* _Required action_
Only lines with the word "yellow" are needed; collect each of them from the listing below.

* _Source records_
▶

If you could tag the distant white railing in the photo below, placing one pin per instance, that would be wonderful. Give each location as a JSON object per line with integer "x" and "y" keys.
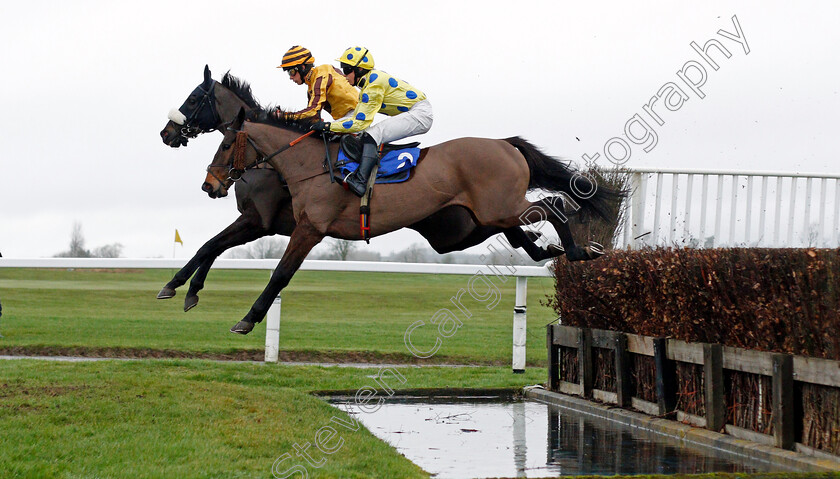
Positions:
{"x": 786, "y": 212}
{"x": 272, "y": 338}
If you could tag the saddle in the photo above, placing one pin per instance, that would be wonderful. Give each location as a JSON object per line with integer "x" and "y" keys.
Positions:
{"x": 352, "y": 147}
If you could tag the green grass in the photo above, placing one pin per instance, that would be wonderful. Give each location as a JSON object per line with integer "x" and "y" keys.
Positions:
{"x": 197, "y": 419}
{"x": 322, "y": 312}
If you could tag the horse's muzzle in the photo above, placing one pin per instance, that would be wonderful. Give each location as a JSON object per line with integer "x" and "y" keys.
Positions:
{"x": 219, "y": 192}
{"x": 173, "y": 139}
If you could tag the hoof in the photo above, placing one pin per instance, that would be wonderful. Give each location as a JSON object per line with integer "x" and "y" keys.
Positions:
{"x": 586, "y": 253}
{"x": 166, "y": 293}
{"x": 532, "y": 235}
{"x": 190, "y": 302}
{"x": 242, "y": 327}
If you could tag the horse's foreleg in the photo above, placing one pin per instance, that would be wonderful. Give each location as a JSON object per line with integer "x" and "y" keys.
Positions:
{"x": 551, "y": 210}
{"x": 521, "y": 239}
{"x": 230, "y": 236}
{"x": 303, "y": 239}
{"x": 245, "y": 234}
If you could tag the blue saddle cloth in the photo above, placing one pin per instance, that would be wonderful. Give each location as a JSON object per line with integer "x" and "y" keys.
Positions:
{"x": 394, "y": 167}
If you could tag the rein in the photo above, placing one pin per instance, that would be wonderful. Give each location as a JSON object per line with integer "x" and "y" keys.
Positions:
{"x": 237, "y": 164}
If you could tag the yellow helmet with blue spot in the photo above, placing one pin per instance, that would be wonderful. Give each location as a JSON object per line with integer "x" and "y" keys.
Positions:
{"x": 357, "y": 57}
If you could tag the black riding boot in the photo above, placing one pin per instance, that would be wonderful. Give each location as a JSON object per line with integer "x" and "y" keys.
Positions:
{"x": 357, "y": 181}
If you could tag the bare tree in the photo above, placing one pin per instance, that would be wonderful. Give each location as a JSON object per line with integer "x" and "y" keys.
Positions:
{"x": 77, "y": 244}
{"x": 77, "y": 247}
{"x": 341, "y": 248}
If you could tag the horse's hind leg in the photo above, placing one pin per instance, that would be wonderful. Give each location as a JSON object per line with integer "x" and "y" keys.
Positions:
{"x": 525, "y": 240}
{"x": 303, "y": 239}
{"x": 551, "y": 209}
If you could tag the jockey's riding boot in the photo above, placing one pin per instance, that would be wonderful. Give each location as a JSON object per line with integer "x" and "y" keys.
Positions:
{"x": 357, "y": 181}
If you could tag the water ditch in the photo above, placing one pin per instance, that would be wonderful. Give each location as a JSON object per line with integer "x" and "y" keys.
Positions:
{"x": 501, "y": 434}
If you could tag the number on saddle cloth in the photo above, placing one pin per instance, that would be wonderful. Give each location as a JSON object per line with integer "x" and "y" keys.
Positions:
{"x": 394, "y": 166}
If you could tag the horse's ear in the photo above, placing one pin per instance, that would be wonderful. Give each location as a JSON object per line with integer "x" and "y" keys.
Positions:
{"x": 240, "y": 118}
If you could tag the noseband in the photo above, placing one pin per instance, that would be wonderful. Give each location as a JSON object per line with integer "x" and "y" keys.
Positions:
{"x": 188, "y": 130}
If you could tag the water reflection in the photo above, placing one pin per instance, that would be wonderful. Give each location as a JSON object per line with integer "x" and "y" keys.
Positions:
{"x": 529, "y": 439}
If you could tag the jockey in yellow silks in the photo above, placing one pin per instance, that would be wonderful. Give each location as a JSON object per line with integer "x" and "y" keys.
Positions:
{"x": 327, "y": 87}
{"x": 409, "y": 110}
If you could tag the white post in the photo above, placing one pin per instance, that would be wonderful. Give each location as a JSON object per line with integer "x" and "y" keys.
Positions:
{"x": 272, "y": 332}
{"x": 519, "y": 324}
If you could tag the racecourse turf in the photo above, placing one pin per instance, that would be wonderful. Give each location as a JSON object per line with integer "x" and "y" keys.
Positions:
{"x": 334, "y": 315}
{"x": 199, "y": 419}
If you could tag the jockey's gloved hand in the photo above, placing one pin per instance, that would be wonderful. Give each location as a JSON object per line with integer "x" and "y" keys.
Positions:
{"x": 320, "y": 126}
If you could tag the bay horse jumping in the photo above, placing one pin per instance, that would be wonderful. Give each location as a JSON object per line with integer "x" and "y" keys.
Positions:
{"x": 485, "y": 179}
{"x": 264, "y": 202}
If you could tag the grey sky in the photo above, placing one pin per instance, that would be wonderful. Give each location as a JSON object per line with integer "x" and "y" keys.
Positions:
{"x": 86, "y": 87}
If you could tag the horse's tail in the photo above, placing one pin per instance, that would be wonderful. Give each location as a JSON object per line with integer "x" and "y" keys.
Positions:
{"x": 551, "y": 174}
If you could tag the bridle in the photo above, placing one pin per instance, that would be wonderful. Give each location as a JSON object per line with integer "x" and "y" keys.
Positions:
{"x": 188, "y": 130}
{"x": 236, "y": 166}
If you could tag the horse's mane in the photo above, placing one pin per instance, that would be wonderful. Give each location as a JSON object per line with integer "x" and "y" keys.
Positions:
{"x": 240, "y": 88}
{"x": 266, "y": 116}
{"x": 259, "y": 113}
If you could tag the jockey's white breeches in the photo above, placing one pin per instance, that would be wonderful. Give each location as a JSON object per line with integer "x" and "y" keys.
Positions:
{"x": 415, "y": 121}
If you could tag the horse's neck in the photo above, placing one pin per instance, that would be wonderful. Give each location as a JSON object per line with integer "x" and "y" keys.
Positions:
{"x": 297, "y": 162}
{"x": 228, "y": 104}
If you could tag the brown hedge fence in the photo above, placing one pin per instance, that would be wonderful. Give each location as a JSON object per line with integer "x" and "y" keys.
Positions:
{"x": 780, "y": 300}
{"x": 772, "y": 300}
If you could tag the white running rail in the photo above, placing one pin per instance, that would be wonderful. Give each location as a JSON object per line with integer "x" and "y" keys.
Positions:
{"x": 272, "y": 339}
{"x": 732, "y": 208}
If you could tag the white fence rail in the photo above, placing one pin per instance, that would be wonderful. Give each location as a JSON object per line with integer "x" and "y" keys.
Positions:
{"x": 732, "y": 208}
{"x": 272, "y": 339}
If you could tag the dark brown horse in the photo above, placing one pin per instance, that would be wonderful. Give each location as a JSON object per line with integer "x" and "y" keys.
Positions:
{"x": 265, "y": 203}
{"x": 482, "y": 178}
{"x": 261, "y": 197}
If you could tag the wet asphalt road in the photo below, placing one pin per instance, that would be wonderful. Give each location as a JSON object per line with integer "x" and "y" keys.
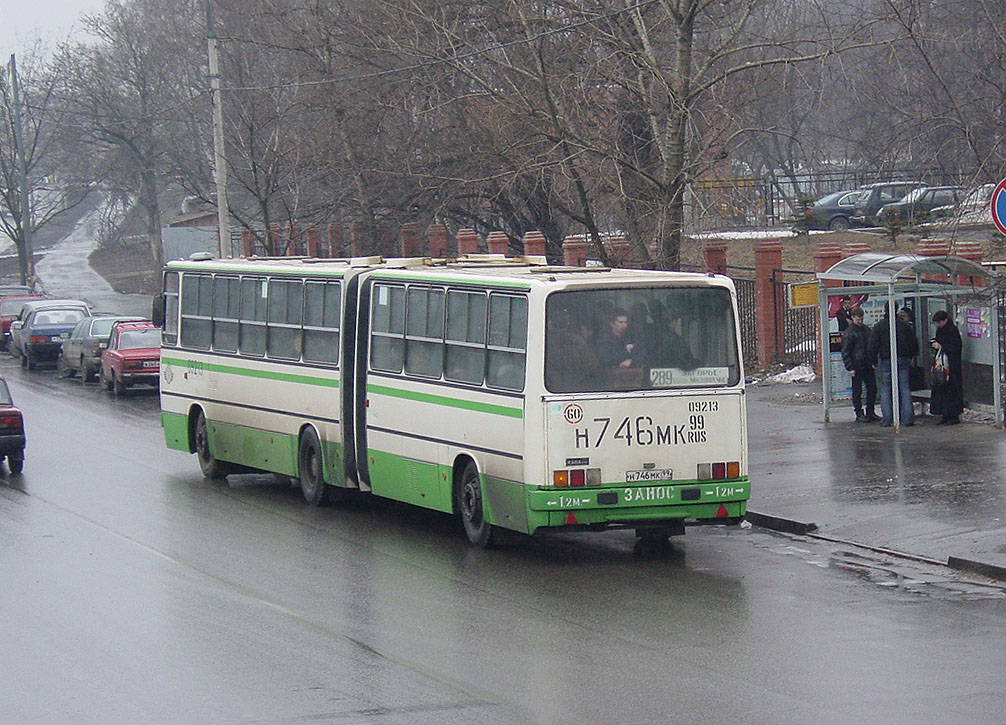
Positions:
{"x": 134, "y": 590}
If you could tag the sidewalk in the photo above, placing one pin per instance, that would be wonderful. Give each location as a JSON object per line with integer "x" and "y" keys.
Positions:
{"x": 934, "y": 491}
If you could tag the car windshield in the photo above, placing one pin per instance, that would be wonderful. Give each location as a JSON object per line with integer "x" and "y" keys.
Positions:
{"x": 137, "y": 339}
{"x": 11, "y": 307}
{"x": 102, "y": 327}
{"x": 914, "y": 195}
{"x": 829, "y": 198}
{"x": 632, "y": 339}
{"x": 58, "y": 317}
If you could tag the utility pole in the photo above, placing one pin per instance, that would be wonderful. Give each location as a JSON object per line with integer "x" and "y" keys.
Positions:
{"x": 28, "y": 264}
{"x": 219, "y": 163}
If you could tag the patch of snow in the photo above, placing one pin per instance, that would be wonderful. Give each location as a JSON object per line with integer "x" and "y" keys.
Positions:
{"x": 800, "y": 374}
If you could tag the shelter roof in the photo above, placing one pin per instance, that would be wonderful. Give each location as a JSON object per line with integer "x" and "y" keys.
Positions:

◀

* _Task result_
If you could tag the yellow helmet with blue spot in the photo above, placing one pin per instance, that would be wonderful. Give each location as a JSON object per line with integer "x" and "y" keys.
If you could tag the jockey in yellow silks in the photo above, placing one pin per instance, that would be wonderful. Give each location as a JSON object per line with integer "x" and "y" keys.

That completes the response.